(Entries for labeling bounding boxes)
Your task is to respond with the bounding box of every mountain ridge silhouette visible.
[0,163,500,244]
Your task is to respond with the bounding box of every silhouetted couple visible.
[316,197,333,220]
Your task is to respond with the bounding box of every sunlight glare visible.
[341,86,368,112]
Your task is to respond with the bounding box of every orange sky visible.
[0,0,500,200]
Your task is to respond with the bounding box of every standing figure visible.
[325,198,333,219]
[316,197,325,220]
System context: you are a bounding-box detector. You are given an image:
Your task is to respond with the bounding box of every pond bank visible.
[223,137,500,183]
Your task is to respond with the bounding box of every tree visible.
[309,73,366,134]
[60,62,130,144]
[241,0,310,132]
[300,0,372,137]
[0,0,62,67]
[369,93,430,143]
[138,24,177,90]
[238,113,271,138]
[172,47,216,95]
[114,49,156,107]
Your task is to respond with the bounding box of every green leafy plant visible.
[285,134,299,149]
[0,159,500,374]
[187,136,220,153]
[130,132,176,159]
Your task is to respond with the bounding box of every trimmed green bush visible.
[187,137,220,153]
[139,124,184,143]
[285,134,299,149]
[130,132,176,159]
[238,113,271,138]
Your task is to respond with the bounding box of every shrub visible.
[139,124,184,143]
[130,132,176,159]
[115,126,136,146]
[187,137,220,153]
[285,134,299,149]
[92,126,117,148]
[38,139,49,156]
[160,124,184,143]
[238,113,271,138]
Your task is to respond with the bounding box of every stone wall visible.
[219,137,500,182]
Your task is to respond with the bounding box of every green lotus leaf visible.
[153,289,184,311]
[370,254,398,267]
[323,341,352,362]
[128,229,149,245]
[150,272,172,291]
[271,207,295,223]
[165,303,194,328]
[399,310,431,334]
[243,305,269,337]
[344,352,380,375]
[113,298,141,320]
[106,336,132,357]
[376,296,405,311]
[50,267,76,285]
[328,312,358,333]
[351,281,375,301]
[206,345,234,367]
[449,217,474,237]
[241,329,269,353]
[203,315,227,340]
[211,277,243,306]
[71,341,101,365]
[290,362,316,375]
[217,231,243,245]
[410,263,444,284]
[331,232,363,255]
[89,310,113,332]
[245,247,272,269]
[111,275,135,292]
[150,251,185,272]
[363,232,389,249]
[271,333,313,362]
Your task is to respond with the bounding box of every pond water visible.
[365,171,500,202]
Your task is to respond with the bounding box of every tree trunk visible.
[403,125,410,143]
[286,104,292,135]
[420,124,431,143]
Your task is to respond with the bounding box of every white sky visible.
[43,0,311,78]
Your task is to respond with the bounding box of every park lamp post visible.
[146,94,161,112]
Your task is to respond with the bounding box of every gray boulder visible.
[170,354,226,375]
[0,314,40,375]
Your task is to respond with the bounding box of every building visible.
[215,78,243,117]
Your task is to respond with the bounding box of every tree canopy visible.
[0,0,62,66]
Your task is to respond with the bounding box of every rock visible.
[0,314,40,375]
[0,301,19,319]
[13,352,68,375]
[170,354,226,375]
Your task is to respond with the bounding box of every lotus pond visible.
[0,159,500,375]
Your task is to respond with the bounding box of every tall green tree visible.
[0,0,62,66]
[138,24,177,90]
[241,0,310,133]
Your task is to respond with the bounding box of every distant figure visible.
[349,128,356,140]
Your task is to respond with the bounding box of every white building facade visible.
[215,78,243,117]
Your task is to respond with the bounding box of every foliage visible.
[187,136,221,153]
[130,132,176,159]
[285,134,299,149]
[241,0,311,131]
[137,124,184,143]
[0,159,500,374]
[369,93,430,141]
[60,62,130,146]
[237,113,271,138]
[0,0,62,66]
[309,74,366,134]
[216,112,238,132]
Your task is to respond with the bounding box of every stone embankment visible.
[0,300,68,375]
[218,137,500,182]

Instruction – Can you turn the records, from the line containing "lotus pond visible." through the end of the records, both ends included, into a Markdown table with a "No." column for the row number and an "Entry text" column for the line, skipping any blank lines?

Answer to the task –
| No. | Entry text |
|---|---|
| 1 | Your task is to respond with the bounding box of every lotus pond visible. |
| 2 | [0,159,500,375] |
| 3 | Your task is to respond with the bounding box of every tall green tree visible. |
| 4 | [0,0,62,66] |
| 5 | [138,24,177,90] |
| 6 | [241,0,310,133] |
| 7 | Your task is to respond with the bounding box of every distant figure visible. |
| 8 | [349,128,356,140] |
| 9 | Your task is to respond with the bounding box of every white building facade visible. |
| 10 | [215,78,243,117] |
| 11 | Your task is to respond with the bounding box of every foliage visible. |
| 12 | [187,136,221,153] |
| 13 | [130,132,176,159] |
| 14 | [285,134,299,149] |
| 15 | [241,0,311,131] |
| 16 | [137,124,184,143] |
| 17 | [0,159,500,374] |
| 18 | [369,93,430,141] |
| 19 | [60,62,130,146] |
| 20 | [237,113,271,138] |
| 21 | [0,0,62,66] |
| 22 | [309,74,366,134] |
| 23 | [216,112,238,132] |
| 24 | Your task is to respond with the bounding box of every stone embankment visible. |
| 25 | [0,300,68,375] |
| 26 | [218,137,500,182] |